━━ SOURCE DOCUMENT

I can understand the adoptive mother in part. There was a time when my husband & 2 children all slept in one barricaded room out of fear of injury/death from the third child. It wasnt because of trauma or tragedy in her life but because of chemical imbalance agravated by a head injury. And the so-called mental health community was NO HELP-they made it worse.
Of course this is my biological child whom I love enough to die for, and even though I couldn't do it, I momentarily considered signing my rights away to protect my other children & possibly get her the help I couldnt find for her.
The information you get from the news is always just half the story, but I do think this woman didnt try hard enough to get help for the child. Then again, I know how hard it is to find out where to get help for kids.
4-13-2010 @ 4:20PM
s2sdalke said...I worked with families who had adopted Russian orphans. Many of the stories were tragic because, so often, these children are not turned over to the govt until they have been thoroughly traumatized. Many are children of prostitutes, drug users, etc., and have been beaten, seen unimaginable horror, and are unable to ever bond with adoptive parents. They are severely handicapped by the language barrier as well.

━━━━
━━ GIVEN ENTRIES

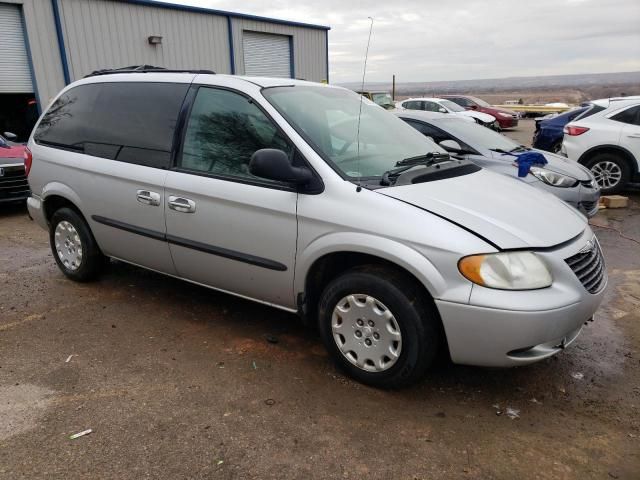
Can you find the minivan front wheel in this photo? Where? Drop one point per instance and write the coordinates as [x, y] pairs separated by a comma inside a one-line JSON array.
[[74, 248], [378, 326]]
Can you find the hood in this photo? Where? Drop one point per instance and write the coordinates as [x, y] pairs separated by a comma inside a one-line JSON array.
[[558, 164], [503, 110], [505, 211], [483, 117], [15, 151], [564, 166]]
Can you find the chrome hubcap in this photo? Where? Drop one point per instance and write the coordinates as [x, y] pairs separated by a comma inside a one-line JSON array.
[[607, 174], [68, 245], [366, 333]]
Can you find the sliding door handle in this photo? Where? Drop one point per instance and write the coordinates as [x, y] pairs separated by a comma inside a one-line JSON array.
[[181, 204], [148, 198]]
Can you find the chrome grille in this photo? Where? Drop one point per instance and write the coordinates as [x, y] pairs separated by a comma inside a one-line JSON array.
[[588, 265], [13, 183]]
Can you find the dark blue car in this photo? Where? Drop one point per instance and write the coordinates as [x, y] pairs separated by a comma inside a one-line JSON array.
[[548, 134]]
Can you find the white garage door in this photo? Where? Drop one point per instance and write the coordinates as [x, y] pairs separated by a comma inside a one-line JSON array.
[[15, 76], [266, 55]]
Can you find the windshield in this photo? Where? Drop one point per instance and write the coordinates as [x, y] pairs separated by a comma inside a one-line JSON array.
[[453, 107], [382, 99], [328, 119], [477, 136], [480, 102]]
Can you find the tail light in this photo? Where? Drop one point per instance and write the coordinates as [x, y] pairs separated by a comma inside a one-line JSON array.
[[28, 160], [574, 131]]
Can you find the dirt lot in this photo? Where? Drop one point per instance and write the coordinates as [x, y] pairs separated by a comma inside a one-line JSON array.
[[178, 381]]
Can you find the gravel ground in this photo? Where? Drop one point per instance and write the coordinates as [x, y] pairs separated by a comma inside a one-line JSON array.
[[177, 381]]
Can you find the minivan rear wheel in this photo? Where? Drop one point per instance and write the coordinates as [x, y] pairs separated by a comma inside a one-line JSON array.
[[610, 171], [74, 248], [378, 326]]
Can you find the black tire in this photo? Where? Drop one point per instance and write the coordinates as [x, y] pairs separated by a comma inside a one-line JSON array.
[[92, 262], [415, 316], [603, 159]]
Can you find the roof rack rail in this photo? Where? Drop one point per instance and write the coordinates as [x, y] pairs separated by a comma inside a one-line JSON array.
[[145, 69]]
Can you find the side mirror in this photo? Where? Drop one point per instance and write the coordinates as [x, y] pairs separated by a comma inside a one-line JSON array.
[[274, 164], [451, 146]]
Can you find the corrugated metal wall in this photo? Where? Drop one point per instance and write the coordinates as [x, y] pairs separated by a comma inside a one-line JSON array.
[[111, 33], [106, 34], [43, 43], [309, 47]]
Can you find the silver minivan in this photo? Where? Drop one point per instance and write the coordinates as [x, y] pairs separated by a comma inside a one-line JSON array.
[[309, 199]]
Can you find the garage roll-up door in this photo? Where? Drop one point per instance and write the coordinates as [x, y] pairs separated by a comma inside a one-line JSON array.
[[266, 55], [15, 76]]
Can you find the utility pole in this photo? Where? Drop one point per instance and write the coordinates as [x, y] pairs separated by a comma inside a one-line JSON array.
[[393, 88]]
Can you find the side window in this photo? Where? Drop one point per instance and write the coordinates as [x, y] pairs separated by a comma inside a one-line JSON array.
[[432, 107], [223, 132], [414, 105], [631, 115], [131, 122]]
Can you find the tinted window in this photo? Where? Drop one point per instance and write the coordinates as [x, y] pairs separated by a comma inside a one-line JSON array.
[[432, 107], [224, 131], [630, 115], [129, 121], [463, 102], [413, 105], [593, 108]]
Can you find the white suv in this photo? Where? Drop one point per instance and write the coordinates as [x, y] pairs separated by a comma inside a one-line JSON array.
[[607, 141]]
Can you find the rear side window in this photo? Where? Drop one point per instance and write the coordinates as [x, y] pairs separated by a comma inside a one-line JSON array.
[[224, 130], [631, 116], [414, 105], [131, 122], [589, 111]]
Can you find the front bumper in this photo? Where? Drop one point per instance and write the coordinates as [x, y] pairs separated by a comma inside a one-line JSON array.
[[501, 328]]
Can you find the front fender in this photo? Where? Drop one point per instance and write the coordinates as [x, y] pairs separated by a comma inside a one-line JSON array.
[[387, 249]]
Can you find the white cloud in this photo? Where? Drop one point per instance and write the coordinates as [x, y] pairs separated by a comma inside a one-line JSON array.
[[433, 40]]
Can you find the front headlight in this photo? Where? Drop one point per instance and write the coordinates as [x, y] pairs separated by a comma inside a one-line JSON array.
[[552, 178], [506, 270]]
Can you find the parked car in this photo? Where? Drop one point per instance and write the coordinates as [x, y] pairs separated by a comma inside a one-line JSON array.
[[13, 181], [607, 141], [568, 180], [379, 97], [550, 130], [441, 105], [506, 118], [302, 197]]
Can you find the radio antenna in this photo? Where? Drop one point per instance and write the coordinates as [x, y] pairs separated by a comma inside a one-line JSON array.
[[364, 73]]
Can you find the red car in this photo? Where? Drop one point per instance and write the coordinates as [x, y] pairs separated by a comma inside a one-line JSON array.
[[506, 118], [13, 178]]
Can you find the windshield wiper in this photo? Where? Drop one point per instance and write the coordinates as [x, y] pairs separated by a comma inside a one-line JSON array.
[[430, 158], [519, 148]]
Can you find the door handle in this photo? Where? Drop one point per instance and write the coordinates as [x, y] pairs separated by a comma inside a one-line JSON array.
[[181, 204], [148, 198]]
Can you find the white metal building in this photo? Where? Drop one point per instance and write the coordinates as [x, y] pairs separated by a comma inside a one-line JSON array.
[[46, 44]]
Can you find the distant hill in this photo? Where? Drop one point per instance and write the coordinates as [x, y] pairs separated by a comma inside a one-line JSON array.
[[564, 88]]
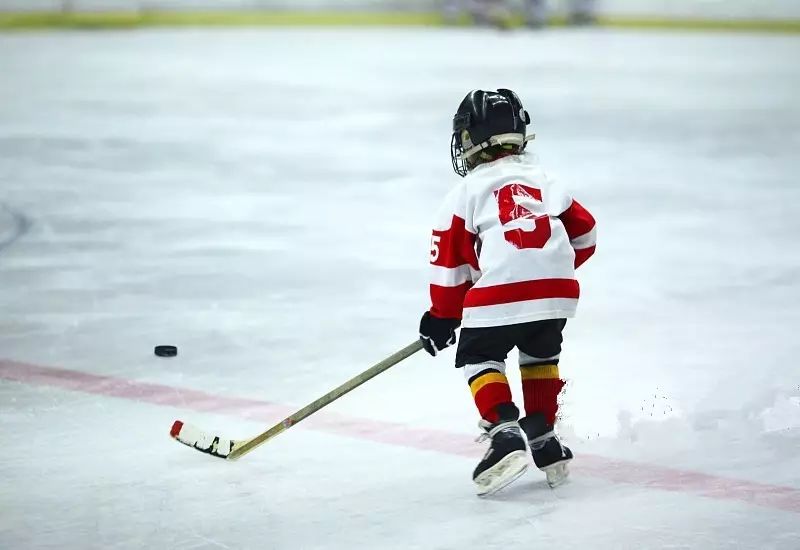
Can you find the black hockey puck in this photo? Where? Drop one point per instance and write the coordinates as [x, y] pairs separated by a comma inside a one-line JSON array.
[[166, 351]]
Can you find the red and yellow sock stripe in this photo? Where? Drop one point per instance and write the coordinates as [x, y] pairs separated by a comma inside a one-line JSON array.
[[489, 388], [541, 384]]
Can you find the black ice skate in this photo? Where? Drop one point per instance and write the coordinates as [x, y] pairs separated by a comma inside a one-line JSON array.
[[549, 455], [505, 460]]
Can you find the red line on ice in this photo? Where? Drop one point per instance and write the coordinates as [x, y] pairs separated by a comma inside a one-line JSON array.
[[616, 471]]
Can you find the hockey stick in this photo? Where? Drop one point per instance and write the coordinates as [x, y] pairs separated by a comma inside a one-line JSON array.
[[232, 449]]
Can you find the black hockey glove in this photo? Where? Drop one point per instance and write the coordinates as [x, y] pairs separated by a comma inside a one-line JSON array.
[[436, 333]]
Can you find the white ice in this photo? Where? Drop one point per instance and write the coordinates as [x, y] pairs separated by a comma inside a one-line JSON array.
[[262, 200]]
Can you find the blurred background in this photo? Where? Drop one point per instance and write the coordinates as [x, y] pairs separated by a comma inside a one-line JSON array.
[[741, 14]]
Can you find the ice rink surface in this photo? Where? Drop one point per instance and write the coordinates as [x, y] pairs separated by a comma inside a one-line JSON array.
[[262, 200]]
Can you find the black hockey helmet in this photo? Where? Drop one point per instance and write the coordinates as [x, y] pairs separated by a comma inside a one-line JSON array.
[[487, 119]]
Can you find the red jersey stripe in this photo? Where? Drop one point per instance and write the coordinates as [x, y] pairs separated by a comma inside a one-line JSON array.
[[456, 245], [583, 254], [448, 301], [577, 220], [520, 292]]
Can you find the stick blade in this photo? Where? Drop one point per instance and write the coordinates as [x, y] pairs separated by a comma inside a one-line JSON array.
[[194, 437]]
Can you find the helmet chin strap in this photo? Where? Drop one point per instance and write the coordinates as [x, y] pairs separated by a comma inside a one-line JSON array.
[[501, 139]]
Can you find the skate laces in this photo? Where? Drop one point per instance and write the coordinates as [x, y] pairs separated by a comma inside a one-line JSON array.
[[490, 430]]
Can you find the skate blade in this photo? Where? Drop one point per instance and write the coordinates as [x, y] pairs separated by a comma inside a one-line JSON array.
[[502, 473], [556, 474]]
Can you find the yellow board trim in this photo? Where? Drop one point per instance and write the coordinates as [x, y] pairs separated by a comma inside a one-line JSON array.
[[488, 378], [539, 372], [144, 18]]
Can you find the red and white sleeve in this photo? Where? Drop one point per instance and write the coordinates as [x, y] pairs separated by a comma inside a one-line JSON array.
[[580, 226], [454, 263]]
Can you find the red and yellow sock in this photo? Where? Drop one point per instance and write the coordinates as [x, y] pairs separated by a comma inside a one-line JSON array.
[[541, 385], [489, 388]]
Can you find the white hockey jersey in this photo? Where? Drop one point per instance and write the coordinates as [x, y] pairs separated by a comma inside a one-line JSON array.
[[505, 247]]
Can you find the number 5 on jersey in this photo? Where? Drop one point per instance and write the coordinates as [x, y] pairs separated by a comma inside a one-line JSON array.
[[435, 239]]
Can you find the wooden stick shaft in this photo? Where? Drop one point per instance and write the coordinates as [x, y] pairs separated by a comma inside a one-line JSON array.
[[326, 399]]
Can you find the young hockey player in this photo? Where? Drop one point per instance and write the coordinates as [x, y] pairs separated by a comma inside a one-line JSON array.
[[503, 254]]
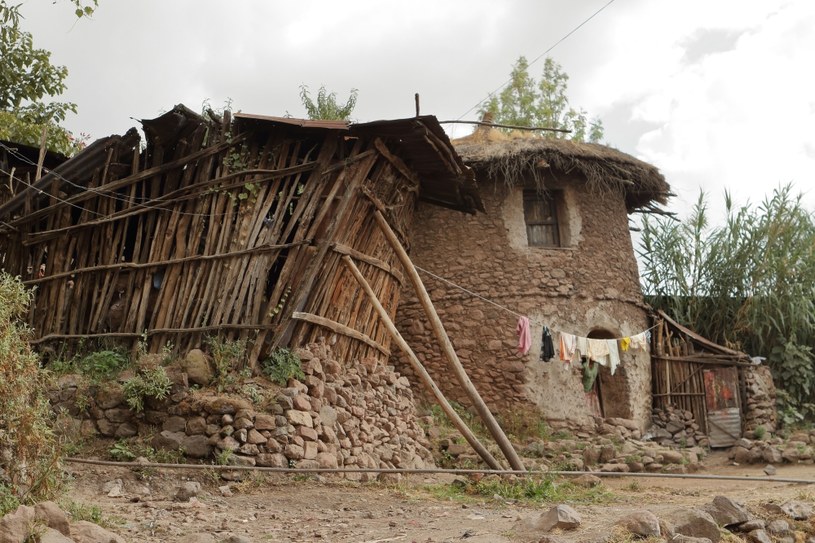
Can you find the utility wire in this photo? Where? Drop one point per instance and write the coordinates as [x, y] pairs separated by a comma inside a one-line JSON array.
[[537, 58]]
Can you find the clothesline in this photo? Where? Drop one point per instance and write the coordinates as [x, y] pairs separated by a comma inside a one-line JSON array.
[[504, 308]]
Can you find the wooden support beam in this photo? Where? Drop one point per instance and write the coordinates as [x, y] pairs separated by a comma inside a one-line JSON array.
[[419, 369], [339, 328], [447, 347]]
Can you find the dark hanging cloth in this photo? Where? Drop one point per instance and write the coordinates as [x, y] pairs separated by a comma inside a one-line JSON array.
[[547, 345]]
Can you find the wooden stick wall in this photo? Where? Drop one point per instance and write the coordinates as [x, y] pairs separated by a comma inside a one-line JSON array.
[[210, 232]]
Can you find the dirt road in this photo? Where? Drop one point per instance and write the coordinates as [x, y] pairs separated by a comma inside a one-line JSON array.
[[298, 509]]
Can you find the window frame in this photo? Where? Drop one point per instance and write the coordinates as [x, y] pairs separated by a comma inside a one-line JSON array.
[[549, 200]]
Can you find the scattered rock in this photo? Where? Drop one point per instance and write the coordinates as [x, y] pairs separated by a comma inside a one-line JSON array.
[[759, 536], [797, 510], [199, 371], [560, 516], [588, 481], [726, 512], [641, 523], [14, 526], [51, 535], [52, 516], [88, 532], [188, 490], [694, 523]]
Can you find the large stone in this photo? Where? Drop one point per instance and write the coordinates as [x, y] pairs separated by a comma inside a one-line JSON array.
[[299, 418], [641, 523], [797, 510], [14, 527], [53, 536], [168, 440], [52, 516], [726, 512], [196, 446], [198, 368], [88, 532], [264, 421], [560, 516], [694, 523], [187, 490], [759, 536]]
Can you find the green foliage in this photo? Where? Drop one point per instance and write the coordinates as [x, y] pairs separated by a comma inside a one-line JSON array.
[[749, 283], [283, 365], [527, 102], [29, 452], [148, 383], [228, 355], [526, 490], [96, 366], [27, 77], [121, 452], [327, 108]]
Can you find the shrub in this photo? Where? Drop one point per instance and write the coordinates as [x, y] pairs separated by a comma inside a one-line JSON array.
[[282, 366], [29, 455], [148, 383]]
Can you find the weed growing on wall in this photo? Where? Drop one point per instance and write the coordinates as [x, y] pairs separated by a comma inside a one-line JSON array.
[[29, 455], [283, 365]]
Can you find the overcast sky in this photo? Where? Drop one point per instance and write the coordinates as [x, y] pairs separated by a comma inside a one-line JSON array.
[[717, 94]]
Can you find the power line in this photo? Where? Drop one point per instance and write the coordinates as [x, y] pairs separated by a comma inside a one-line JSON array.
[[537, 58]]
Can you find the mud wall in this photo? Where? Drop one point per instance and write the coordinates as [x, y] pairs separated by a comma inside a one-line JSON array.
[[589, 285]]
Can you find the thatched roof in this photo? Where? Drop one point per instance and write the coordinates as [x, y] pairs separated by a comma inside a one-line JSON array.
[[521, 159]]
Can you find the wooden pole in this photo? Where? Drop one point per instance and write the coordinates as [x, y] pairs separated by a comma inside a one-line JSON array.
[[419, 369], [447, 346]]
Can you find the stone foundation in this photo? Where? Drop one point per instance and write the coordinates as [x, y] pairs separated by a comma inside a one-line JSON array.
[[355, 415]]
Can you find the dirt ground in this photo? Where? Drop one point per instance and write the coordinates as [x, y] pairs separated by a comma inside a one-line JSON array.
[[289, 508]]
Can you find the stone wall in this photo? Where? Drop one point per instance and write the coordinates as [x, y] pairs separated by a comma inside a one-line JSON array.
[[760, 409], [590, 284], [355, 415]]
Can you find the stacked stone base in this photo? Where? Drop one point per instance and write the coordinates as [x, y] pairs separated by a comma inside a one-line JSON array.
[[356, 415]]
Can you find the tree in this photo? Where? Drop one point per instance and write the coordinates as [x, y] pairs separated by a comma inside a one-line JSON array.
[[750, 282], [27, 78], [327, 107], [544, 103]]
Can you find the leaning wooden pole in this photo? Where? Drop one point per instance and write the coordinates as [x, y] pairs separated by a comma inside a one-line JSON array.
[[419, 369], [447, 347]]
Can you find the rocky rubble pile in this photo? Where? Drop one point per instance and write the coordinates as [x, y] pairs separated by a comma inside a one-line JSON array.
[[677, 426], [761, 396], [611, 448], [47, 523], [357, 415], [785, 523], [798, 449]]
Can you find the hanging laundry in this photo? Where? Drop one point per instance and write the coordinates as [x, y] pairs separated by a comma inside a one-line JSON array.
[[568, 343], [613, 355], [590, 369], [625, 343], [581, 346], [547, 346], [524, 335], [598, 348], [639, 342]]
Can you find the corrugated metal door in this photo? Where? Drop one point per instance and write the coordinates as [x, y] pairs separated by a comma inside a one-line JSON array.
[[722, 402]]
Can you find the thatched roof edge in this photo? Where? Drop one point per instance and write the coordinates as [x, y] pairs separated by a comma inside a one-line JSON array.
[[519, 160]]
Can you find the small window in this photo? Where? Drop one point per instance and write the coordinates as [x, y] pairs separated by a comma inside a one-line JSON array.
[[541, 217]]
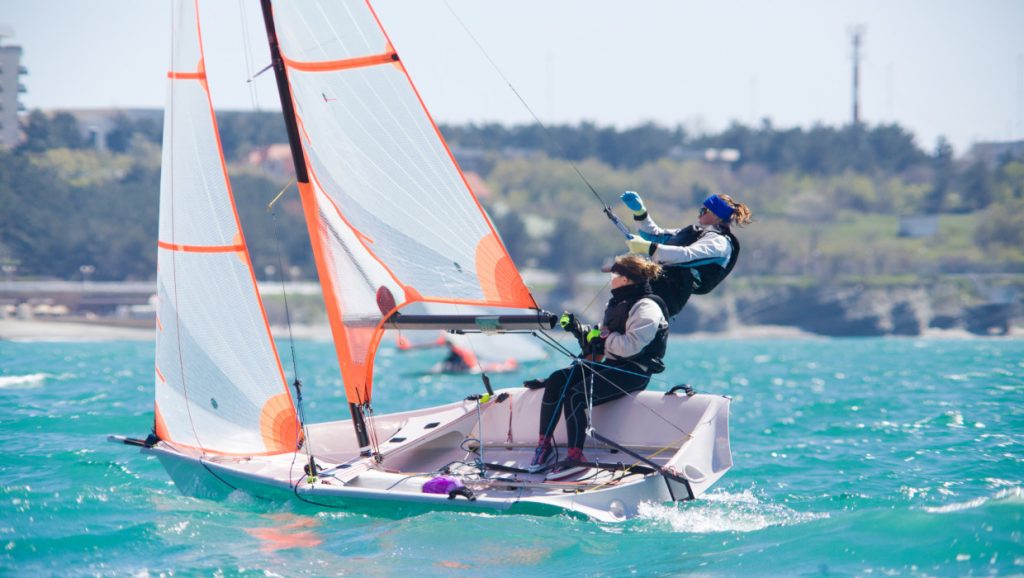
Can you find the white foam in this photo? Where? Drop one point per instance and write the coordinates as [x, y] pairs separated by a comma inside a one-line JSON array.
[[1015, 494], [23, 381], [724, 511]]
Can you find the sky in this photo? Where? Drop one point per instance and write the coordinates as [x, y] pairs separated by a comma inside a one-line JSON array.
[[949, 68]]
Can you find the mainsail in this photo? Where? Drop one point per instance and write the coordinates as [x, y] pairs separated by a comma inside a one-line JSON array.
[[220, 386], [391, 217]]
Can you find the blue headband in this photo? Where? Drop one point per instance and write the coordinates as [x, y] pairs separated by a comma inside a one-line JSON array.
[[719, 206]]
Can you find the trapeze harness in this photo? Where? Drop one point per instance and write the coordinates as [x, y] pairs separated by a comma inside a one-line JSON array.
[[678, 282], [650, 359]]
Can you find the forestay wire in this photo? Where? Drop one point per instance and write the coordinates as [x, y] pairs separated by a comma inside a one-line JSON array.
[[547, 133]]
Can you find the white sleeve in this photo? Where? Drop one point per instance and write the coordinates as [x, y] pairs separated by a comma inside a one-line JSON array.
[[711, 248], [641, 327], [650, 228]]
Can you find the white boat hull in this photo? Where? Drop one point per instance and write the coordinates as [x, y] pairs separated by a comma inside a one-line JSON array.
[[687, 436]]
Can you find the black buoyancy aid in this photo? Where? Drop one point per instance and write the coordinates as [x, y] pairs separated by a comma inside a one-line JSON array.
[[678, 282], [650, 359]]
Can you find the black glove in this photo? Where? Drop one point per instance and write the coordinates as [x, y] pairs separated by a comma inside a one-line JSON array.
[[570, 324]]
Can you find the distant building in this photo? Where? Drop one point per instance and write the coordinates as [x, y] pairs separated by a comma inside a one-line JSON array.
[[10, 86], [95, 124]]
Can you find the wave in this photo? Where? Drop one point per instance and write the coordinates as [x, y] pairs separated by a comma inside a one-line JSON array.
[[1013, 495], [725, 511], [23, 381]]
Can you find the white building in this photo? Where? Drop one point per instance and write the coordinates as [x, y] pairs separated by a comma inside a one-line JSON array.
[[10, 86]]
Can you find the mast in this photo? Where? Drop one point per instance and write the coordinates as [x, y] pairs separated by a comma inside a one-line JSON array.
[[301, 174]]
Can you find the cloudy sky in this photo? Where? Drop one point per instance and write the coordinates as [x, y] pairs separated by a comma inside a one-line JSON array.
[[952, 68]]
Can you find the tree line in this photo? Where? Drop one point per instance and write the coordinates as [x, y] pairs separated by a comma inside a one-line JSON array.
[[69, 204]]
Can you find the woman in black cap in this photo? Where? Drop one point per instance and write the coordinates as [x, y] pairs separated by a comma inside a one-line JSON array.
[[632, 339], [695, 258]]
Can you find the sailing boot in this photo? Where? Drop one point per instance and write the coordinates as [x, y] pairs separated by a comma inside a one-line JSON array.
[[573, 463], [544, 455]]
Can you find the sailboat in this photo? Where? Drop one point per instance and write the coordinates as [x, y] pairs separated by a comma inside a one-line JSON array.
[[392, 222], [470, 354]]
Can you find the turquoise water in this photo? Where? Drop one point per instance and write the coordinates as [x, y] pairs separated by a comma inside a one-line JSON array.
[[853, 457]]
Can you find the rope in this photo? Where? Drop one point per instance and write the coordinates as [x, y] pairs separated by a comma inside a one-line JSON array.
[[547, 133]]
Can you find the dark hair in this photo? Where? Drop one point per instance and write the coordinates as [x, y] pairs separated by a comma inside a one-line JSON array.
[[636, 267]]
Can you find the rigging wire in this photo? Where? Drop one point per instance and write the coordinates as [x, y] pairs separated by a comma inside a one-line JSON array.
[[604, 206]]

━━━━

- TASKS TO PERFORM:
a. Repeat the reader comments on adoption word for word, from "I can understand" up to and including "help for kids.".
b. Carry the reader comments on adoption forward, starting after their final sentence.

- RESPONSES TO THE EXERCISE:
a.
I can understand the adoptive mother in part. There was a time when my husband & 2 children all slept in one barricaded room out of fear of injury/death from the third child. It wasnt because of trauma or tragedy in her life but because of chemical imbalance agravated by a head injury. And the so-called mental health community was NO HELP-they made it worse.
Of course this is my biological child whom I love enough to die for, and even though I couldn't do it, I momentarily considered signing my rights away to protect my other children & possibly get her the help I couldnt find for her.
The information you get from the news is always just half the story, but I do think this woman didnt try hard enough to get help for the child. Then again, I know how hard it is to find out where to get help for kids.

b.
Many appear to be almost soulless, not their fault because of the lack of nurturing they have had, but still... they cannot be trusted, are mature beyond their years in a very twisted way, and can be quite frightening. Too often, the Russian authorities do not give adoptive parents all the information they have on the child which leads to tragic situations such as the one in TN. I do not blame the adoptive mother, I blame the Russian adoption agency for not providing full disclosure. And, there should be a bonding period, preferably in Russia with interpreters, before the child comes to the U.S.